■ **WHAT YOU ARE ASKED TO DO**:
After locating the line that contains "puppy's eye, reporting", transcribe exactly that line and each one after it until the data ends, skipping pictures.

■ **LISTED ENTRIES**:
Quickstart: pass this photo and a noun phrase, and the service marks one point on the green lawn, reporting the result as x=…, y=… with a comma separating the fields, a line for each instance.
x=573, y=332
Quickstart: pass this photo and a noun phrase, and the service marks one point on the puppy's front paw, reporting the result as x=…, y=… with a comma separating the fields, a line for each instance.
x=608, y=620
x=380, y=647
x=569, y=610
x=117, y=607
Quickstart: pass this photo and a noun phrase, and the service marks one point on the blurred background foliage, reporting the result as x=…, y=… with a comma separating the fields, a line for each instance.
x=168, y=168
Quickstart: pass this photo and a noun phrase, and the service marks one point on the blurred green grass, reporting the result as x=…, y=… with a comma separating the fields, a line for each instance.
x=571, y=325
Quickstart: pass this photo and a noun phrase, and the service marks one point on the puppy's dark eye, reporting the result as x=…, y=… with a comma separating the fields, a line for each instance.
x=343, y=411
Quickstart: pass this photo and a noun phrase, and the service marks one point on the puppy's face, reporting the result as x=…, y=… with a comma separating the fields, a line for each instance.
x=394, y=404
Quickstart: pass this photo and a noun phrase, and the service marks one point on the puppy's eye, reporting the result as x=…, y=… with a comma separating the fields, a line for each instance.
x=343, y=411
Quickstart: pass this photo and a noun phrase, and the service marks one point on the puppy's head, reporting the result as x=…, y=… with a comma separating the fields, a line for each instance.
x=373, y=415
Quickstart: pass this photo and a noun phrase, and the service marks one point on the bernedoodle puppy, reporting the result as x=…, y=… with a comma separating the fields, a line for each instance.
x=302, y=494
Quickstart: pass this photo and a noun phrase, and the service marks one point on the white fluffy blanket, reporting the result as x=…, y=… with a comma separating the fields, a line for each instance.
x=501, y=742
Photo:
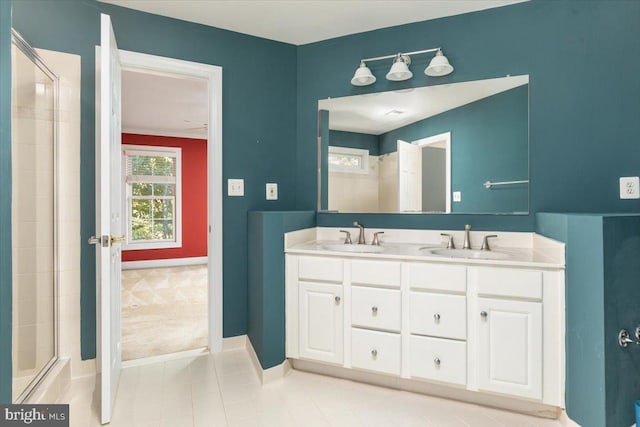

■ **ANSWER FOR THIS EXERCISE**:
Quickstart: pass this photo and a noun phrase, and the service marks one point on the puppy's eye, reporting the result as x=…, y=… with a comma separating the fields, a line for each instance.
x=343, y=411
Quickstart: pass this photo and a noun phrase, and the service marks one point on the puppy's head, reporting the result as x=…, y=… with a comma separating the fields, a line for each instance.
x=373, y=415
Quickstart: pass this photo and a noun phrase, and the service marks one point on the bernedoodle puppy, reporting the result as x=…, y=… with a comma separating the fields, a line for each instance.
x=302, y=494
Quickstart: pass this photo and a noun phrase, and the service marks one point on the white fluffy blanket, reporting the result as x=…, y=… with a comma separating the fields, a line for each instance.
x=501, y=742
Photo:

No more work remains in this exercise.